WHAT IS NEEDED:
For each statement (a) to (c), say whether it agrees with the forum thread about the dog going into rescue below. Answer yes or no, and quote the deciding words from the thread. (a) Karen519 suggests having the poster contact Golden Retriever rescues in the United States. (b) mylissyk says the contact information for Golden Rescue can be found at a listing. (c) C's Mom says she emailed the poster information for a rescue in Ontario.

DOCUMENT EXCERPT:
+ + + + + + +
# Beautiful 6yr old Male - Whitby - Now going into a rescue



## Karen519 (Aug 21, 2006)

*C's Mom*

C's Mom

Email the poster and tell her to contact the Golden Ret. Rescues in Canada

*National Rescue Committee of the Golden Retriever Club of America*


----------



## mylissyk (Feb 25, 2007)

Please email the CL poster the contact information for Golden Rescue. You can find it listed here: 

http://www.goldenretrieverforum.com...m/12679-world-wide-golden-rescue-listing.html

National Rescue Committee of the Golden Retriever Club of America


----------



## fostermom (Sep 6, 2007)

Poor baby, he is just beautiful.


----------



## C's Mom (Dec 7, 2009)

I did email the poster the info for the GR rescue here in Ontario.


----------



## goldensrbest (Dec 20, 2007)
+ + + + + + +
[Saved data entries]
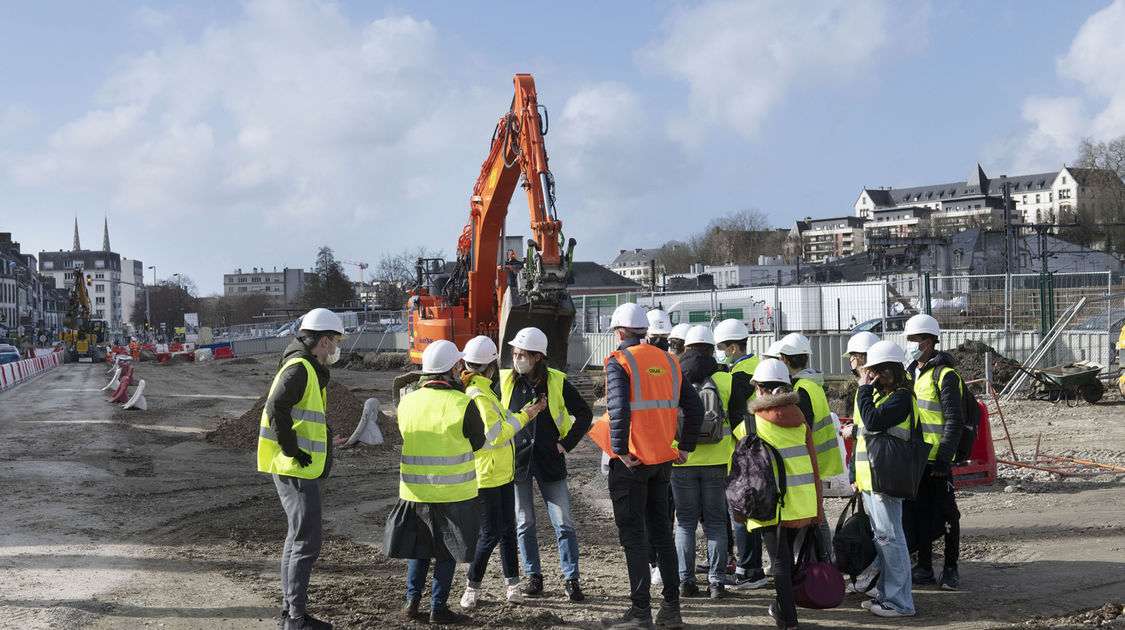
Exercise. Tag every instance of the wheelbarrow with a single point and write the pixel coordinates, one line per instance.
(1069, 383)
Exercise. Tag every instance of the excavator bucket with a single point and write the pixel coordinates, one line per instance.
(555, 318)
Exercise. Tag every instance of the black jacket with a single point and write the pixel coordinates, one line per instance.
(950, 396)
(289, 392)
(618, 389)
(536, 444)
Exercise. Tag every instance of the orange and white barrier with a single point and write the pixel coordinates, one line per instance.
(12, 374)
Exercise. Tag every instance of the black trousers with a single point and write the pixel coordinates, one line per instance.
(640, 511)
(780, 542)
(935, 511)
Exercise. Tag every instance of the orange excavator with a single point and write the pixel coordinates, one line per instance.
(480, 293)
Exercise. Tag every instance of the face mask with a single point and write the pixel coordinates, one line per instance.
(914, 351)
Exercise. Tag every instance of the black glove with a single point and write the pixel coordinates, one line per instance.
(303, 458)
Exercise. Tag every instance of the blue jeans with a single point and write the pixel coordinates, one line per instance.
(700, 493)
(442, 579)
(893, 585)
(557, 497)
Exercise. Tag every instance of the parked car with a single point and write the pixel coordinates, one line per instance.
(894, 324)
(8, 353)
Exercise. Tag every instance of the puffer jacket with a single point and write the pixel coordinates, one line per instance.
(618, 390)
(781, 410)
(950, 396)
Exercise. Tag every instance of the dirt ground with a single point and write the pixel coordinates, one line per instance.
(120, 519)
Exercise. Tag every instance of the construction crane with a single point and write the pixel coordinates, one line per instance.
(361, 267)
(476, 295)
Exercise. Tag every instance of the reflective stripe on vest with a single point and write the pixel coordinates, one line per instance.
(862, 464)
(800, 500)
(437, 464)
(495, 461)
(719, 452)
(307, 423)
(824, 430)
(556, 404)
(929, 407)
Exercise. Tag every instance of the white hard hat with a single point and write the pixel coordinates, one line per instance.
(322, 320)
(771, 370)
(795, 343)
(440, 357)
(699, 334)
(629, 316)
(658, 322)
(530, 339)
(885, 352)
(923, 324)
(861, 341)
(680, 331)
(730, 330)
(480, 350)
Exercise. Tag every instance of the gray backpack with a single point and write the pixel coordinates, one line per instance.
(714, 415)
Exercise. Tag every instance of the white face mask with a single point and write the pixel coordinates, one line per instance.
(914, 351)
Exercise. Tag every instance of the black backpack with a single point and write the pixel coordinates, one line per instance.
(971, 411)
(714, 415)
(753, 491)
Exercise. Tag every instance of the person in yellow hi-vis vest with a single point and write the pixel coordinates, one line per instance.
(437, 516)
(495, 470)
(295, 447)
(885, 405)
(779, 422)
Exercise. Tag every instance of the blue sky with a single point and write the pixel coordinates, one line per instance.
(222, 135)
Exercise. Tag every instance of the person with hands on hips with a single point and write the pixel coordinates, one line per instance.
(295, 447)
(645, 392)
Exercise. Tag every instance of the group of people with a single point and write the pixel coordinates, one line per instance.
(678, 401)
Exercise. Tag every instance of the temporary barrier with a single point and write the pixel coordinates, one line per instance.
(980, 469)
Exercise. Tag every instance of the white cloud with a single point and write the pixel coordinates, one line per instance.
(1053, 125)
(743, 59)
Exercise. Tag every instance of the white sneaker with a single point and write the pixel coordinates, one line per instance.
(883, 610)
(469, 599)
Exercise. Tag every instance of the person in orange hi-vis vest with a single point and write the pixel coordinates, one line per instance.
(645, 390)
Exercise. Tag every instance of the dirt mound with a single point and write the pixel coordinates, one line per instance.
(343, 413)
(970, 357)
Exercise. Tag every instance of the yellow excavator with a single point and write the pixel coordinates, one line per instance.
(81, 335)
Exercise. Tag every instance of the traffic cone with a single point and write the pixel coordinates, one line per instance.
(137, 401)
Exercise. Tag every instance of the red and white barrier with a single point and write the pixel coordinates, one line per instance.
(11, 374)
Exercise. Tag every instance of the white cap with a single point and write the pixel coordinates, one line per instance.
(795, 343)
(480, 350)
(440, 357)
(771, 370)
(680, 331)
(861, 341)
(629, 316)
(923, 324)
(699, 334)
(885, 352)
(322, 320)
(530, 339)
(730, 330)
(658, 322)
(773, 351)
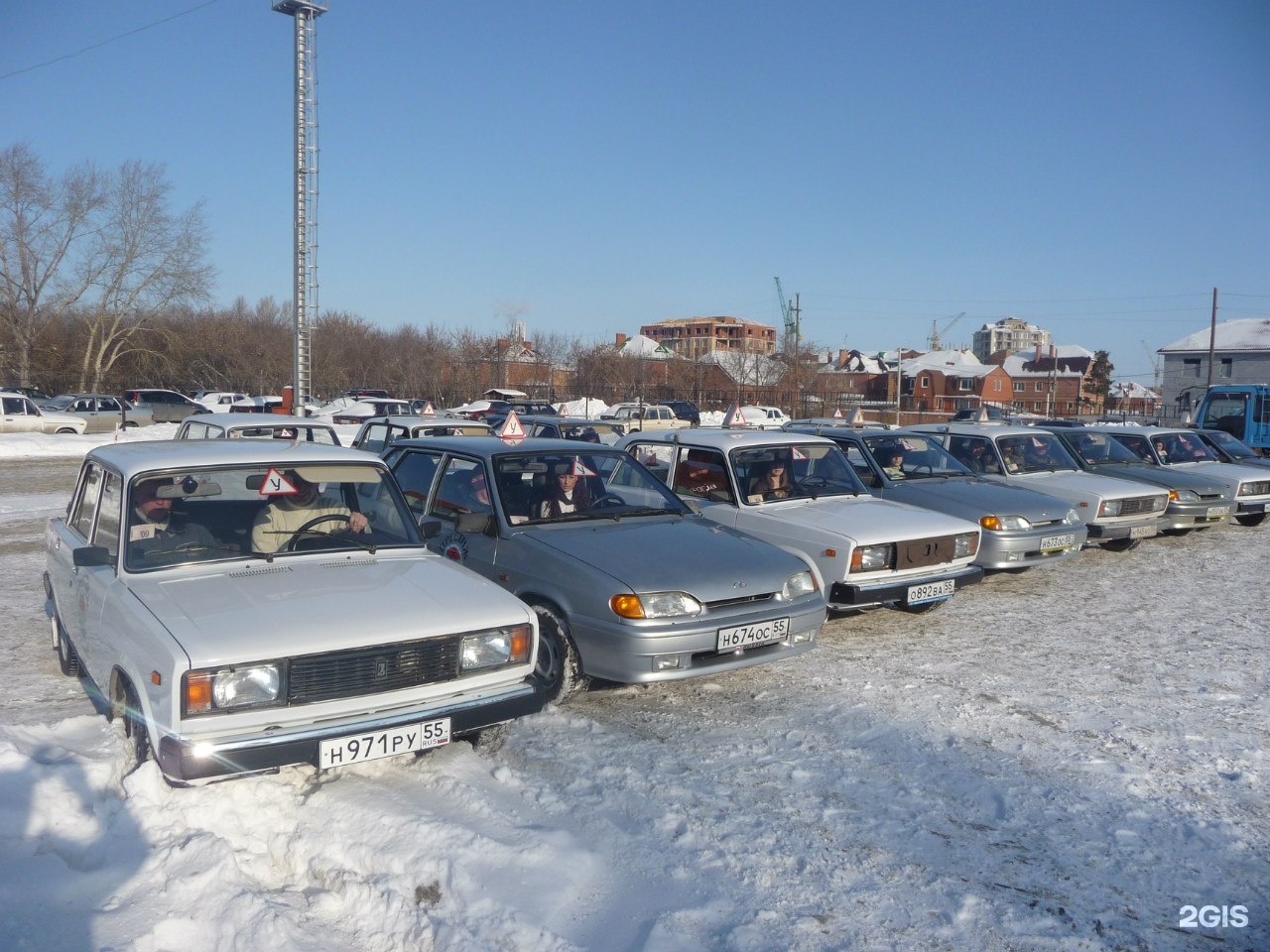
+ + + + + + +
ANSWER TO THE EXERCISE:
(a) No: "Email the poster and tell her to contact the Golden Ret. Rescues in Canada"
(b) Yes: "Please email the CL poster the contact information for Golden Rescue. You can find it listed here:"
(c) Yes: "I did email the poster the info for the GR rescue here in Ontario."